▶ [SOAL LATIHAN]:
1. Bisakah Anda menuliskan kembali bagian bacaan tentang Masjid Tiban mulai dari "Menurut cerita, pondok" terus sampai "jilbab, dan sebagainya.", dengan mengubah "toko-toko kecil" menjadi "kios-kios kecil"?
2. Menurut bacaan tentang Masjid Tiban, pada tahun berapa pondok pesantren itu mulai dibangun?

▶ [KUTIPAN BACAAN]:
┌────────
Pertama mengenal masjid ini dari sebuah siaran televisi yang menceritakan keunikannya, hingga akhirnya membuat saya penasaran untuk mengunjunginya.  Disebut Masjid Tiban konon katanya karena masjid yang sangat megah ini dibangun tanpa diketahui oleh warga masyarakat di sekitarnya, masyarakat sekitar mengaku tidak pernah mengetahui aktivitas pembangunannya. Menurut mitos yang beredar di kalangan masyarakat sekitar, masjid tersebut dibangun dengan bantuan pasukan jin. Namun, pihak pesantren selalu menampik kabar miring tersebut, dan menjelaskan bahwa masjid yang sebenarnya secara keseluruhan merupakan kompleks pondok pesantren tersebut pembangunannya bersifat transparan karena dikerjakan sendiri oleh para santri dan jamaah. Jika masyarakat mengaku tidak melihat aktivitas pembangunannya, itu karena pembangunan pondok pesantren ini banyak dikerjakan pada malam hari. Bantahan tersebut jelas sekali dipampang di banyak tempat di dalam area Masjid Tiban tersebut dengan tulisan besar-besar “Apabila ada orang yang mengatakan bahwa ini adalah pondok tiban (pondok muncul dengan sendirinya), dibangun oleh jin dsb., itu tidak benar. Karena bangunan ini adalah Pondok Pesantren Salafiyah Bihaaru Bahri ‘Asali Fadlaailir Rahmah yang murni dibangun oleh para santri dan jamaah.”
Menurut cerita, pondok pesantren ini mulai dibangun pada Tahun 1978 oleh  Romo Kiai Haji Ahmad Bahru Mafdlaluddin Shaleh Al-Mahbub Rahmat Alam, atau yang akrab disapa Romo Kiai Ahmad. Saat ini bangunan utama pondok dan masjid tersebut telah mencapai 10 lantai, lantai 1 sampai 4 digunakan sebagai tempat kegiatan para santri, lantai 6 seperti ruang keluarga, sedangkan lantai 5, 7, dan 8 terdapat toko-toko kecil yang dikelola oleh para santriwati. Barang-barang yang dijual di toko-toko tersebut beraneka rupa, seperti berbagai macam makanan ringan, aneka pakaian, sarung, sajadah, jilbab, dan sebagainya.
└────────
▶ [KUMPULAN DATA]:
┌────────
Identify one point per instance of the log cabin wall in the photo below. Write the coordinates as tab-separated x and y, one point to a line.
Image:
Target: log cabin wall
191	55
└────────
▶ [HASIL TUGAS]:
1.
Menurut cerita, pondok pesantren ini mulai dibangun pada Tahun 1978 oleh  Romo Kiai Haji Ahmad Bahru Mafdlaluddin Shaleh Al-Mahbub Rahmat Alam, atau yang akrab disapa Romo Kiai Ahmad. Saat ini bangunan utama pondok dan masjid tersebut telah mencapai 10 lantai, lantai 1 sampai 4 digunakan sebagai tempat kegiatan para santri, lantai 6 seperti ruang keluarga, sedangkan lantai 5, 7, dan 8 terdapat kios-kios kecil yang dikelola oleh para santriwati. Barang-barang yang dijual di toko-toko tersebut beraneka rupa, seperti berbagai macam makanan ringan, aneka pakaian, sarung, sajadah, jilbab, dan sebagainya.

2. Pada tahun 1978.